Scale the bounding box coordinates in the answers by 2.55, rounding each to a whole number with halves going up, and copy every other line unchanged. Give only the lines from the start of the material through the line containing "xmin=0 ymin=24 xmax=567 ymax=540", both included.
-------------------------
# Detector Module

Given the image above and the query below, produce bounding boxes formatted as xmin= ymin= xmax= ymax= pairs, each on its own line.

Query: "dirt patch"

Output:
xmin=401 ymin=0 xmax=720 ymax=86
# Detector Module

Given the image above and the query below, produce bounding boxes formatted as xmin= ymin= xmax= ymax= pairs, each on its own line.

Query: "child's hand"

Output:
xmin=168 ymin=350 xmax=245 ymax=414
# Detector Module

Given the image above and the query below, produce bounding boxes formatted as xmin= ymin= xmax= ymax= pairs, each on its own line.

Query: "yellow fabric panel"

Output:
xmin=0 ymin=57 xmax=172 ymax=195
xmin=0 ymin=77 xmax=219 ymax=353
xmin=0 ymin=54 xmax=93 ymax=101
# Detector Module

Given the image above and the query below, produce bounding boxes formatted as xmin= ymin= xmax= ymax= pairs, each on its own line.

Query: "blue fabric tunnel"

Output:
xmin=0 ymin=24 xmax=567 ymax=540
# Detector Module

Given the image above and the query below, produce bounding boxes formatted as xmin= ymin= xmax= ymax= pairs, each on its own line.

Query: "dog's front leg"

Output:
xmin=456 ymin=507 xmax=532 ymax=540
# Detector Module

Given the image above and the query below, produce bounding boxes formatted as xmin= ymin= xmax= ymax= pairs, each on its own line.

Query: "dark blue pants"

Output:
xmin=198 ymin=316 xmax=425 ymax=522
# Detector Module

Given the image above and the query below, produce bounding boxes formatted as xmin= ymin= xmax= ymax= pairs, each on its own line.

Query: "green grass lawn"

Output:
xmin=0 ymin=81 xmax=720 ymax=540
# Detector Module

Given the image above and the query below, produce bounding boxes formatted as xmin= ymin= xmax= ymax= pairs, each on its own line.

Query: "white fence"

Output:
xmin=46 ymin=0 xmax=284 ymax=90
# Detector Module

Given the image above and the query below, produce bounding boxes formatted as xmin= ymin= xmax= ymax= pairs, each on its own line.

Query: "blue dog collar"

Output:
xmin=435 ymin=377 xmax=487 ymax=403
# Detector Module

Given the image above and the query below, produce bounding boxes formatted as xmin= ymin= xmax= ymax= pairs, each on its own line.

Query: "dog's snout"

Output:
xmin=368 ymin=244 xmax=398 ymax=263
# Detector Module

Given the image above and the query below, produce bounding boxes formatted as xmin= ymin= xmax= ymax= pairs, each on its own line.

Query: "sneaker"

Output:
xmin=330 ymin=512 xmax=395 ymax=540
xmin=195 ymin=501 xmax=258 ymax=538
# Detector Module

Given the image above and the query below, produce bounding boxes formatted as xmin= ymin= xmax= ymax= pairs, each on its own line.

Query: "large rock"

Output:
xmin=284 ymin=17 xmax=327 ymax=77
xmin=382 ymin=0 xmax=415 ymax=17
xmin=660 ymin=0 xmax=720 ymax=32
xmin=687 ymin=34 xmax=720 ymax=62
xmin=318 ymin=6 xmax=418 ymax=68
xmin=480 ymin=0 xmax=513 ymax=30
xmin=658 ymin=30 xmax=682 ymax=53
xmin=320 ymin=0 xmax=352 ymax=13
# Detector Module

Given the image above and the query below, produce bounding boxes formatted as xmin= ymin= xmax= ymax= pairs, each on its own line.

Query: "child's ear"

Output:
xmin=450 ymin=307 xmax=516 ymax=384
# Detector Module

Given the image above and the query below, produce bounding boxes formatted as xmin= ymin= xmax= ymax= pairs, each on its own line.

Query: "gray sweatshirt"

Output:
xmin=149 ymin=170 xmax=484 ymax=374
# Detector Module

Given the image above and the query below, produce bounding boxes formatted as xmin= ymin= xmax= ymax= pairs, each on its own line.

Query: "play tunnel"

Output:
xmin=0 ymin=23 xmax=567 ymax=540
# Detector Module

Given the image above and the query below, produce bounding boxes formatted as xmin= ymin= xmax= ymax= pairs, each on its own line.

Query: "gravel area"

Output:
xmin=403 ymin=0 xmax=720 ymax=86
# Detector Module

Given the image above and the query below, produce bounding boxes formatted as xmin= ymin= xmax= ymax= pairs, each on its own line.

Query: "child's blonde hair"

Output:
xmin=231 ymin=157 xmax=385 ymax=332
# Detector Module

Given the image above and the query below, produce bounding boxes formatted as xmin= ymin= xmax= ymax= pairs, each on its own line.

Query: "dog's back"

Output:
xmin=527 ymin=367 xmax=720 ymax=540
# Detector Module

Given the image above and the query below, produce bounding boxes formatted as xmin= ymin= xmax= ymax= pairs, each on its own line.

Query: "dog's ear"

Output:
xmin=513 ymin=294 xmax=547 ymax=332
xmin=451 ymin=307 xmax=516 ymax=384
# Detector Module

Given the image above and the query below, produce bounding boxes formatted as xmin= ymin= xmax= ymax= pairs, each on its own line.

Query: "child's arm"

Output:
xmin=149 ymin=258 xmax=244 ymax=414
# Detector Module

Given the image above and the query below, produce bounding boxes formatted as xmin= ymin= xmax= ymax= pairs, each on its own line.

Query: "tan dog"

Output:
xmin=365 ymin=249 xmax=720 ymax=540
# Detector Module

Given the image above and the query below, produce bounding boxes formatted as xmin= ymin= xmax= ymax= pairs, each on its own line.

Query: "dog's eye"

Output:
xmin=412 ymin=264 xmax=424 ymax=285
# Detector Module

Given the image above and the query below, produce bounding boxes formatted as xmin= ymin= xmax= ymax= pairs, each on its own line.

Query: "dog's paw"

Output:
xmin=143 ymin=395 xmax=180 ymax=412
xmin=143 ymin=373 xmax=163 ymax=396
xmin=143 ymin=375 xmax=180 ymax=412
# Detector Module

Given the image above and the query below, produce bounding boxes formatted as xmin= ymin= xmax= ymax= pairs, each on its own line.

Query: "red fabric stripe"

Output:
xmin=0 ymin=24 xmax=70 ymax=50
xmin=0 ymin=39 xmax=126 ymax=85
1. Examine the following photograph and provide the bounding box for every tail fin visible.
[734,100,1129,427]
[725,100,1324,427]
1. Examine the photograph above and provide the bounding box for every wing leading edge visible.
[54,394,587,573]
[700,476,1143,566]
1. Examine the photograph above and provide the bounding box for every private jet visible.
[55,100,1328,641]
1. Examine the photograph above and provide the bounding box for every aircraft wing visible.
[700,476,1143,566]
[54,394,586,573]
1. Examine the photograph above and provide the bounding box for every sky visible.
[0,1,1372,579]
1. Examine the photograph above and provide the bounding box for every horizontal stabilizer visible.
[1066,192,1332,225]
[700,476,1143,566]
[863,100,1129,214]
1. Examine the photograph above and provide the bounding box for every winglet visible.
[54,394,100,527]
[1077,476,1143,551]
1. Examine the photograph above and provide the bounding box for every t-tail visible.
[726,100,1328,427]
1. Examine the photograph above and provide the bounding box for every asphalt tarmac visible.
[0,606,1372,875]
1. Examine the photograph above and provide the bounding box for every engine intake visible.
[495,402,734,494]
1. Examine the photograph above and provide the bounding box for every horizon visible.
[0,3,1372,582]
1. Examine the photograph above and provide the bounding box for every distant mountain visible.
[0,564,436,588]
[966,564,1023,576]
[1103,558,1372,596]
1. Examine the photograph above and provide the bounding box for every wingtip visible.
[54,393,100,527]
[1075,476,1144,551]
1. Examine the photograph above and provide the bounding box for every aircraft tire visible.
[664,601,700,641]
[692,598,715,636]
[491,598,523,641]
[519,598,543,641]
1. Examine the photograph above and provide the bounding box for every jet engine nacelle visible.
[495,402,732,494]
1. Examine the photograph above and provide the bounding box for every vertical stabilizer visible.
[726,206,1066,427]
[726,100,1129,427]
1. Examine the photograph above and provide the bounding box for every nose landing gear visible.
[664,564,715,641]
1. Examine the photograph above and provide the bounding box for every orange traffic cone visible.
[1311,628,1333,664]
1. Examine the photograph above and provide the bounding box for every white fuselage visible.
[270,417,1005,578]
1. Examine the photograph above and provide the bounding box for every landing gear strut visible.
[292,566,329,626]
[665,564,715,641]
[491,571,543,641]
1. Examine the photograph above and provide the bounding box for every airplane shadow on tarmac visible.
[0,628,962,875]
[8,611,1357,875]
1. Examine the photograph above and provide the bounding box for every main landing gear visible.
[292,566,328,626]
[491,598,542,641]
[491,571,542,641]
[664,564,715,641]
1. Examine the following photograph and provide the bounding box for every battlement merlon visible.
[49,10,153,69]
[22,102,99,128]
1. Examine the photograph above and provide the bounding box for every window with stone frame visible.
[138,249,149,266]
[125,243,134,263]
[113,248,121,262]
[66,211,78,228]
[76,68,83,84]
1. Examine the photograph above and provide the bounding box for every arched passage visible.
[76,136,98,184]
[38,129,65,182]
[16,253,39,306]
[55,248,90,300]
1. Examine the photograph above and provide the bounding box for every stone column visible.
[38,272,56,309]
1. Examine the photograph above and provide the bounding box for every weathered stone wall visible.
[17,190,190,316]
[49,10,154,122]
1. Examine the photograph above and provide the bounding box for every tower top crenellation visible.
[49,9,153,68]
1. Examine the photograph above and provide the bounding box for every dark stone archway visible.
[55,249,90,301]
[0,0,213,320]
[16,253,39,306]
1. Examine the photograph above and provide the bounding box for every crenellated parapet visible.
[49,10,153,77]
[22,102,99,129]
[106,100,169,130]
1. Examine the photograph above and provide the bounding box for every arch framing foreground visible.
-------------------------
### The response
# Detector Module

Given the image above and the query below, produce bounding boxes formatted as xmin= ymin= xmax= ymax= pairs, each on its own line.

Query: "dirt patch"

Output:
xmin=1023 ymin=0 xmax=1836 ymax=219
# Detector Module

Given the image above and the query below, produce bounding boxes formatted as xmin= ymin= xmax= ymax= pairs, each on its own line.

Query: "child's hand"

Output:
xmin=428 ymin=893 xmax=625 ymax=1056
# Detector Module

Given the image above and the query below, produce bounding boxes formatted as xmin= ymin= xmax= ymax= pairs, each on its own line.

Query: "yellow fabric panel"

Output:
xmin=0 ymin=145 xmax=439 ymax=497
xmin=0 ymin=196 xmax=558 ymax=900
xmin=0 ymin=138 xmax=237 ymax=258
# Detector Module

Given the image above and the query below, produce bounding boxes formatted as xmin= ymin= xmax= ymax= pairs, each on its own line.

Query: "blue fabric tunnel"

Output:
xmin=0 ymin=61 xmax=1446 ymax=1377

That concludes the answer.